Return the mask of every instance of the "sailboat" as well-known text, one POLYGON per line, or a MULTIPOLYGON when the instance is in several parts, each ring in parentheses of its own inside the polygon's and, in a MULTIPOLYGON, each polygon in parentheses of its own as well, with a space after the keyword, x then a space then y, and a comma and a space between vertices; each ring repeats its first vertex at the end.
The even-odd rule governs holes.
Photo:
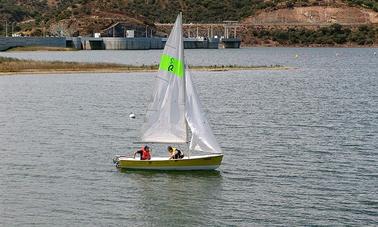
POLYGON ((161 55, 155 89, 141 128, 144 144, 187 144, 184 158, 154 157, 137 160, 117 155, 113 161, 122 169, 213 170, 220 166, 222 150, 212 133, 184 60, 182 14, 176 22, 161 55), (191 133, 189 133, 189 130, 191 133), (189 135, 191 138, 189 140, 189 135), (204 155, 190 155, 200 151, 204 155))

---------------

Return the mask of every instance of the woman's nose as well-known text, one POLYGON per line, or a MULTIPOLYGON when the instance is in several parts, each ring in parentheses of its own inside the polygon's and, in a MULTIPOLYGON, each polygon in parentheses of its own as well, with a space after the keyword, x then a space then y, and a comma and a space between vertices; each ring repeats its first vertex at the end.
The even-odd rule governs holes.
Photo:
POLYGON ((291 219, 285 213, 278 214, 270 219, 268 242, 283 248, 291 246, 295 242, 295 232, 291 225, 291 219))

---------------

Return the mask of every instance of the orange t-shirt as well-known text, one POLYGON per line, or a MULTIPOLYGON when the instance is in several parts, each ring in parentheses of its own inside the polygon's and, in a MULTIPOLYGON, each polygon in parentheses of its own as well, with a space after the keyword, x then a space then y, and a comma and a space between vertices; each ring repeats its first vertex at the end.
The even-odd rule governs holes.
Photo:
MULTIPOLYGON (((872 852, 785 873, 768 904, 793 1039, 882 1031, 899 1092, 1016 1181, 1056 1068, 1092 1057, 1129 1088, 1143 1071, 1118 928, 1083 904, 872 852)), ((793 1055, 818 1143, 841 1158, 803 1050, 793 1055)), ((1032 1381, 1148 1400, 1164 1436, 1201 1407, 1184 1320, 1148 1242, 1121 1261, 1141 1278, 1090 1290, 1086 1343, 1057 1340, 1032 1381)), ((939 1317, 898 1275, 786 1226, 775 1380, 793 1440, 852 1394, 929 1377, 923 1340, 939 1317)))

---------------

> [Assignment] Which lines of the data contain "Return"? Copy them all.

> [Expected output]
Return the mask of every instance of the "sailboat" as well-known text, one POLYGON per line, or a MULTIPOLYGON when the instance is in several parts, each ring in parentheses of its own inside the polygon's and, in a MULTIPOLYGON, each polygon in parentheses of its own as well, with a space after the keyword, x then a space then y, and a comma and a space between vertices; each ring repeats its first vertex at the end.
Return the mask of every instance of the woman's nose as well-known text, one POLYGON per line, or a MULTIPOLYGON when the instance is in several parts, each ring in parentheses of its own inside the polygon's and, in a MULTIPOLYGON, each polygon in parentheses of its own as well, with a space after the keyword, x then a space then y, and a comma and a space between vertices; each ring repeats its first vertex at the end.
Return the mask of every instance of the orange t-shirt as well-known text, one POLYGON per line, or a MULTIPOLYGON when the instance is in several parts, each ring in parentheses of its own inside the polygon's and, in a MULTIPOLYGON, each polygon in parentheses of its own as well, with a space after the keyword, x then a space then y, and a comma and a space between vertices; each ring repeats its first vertex at the end.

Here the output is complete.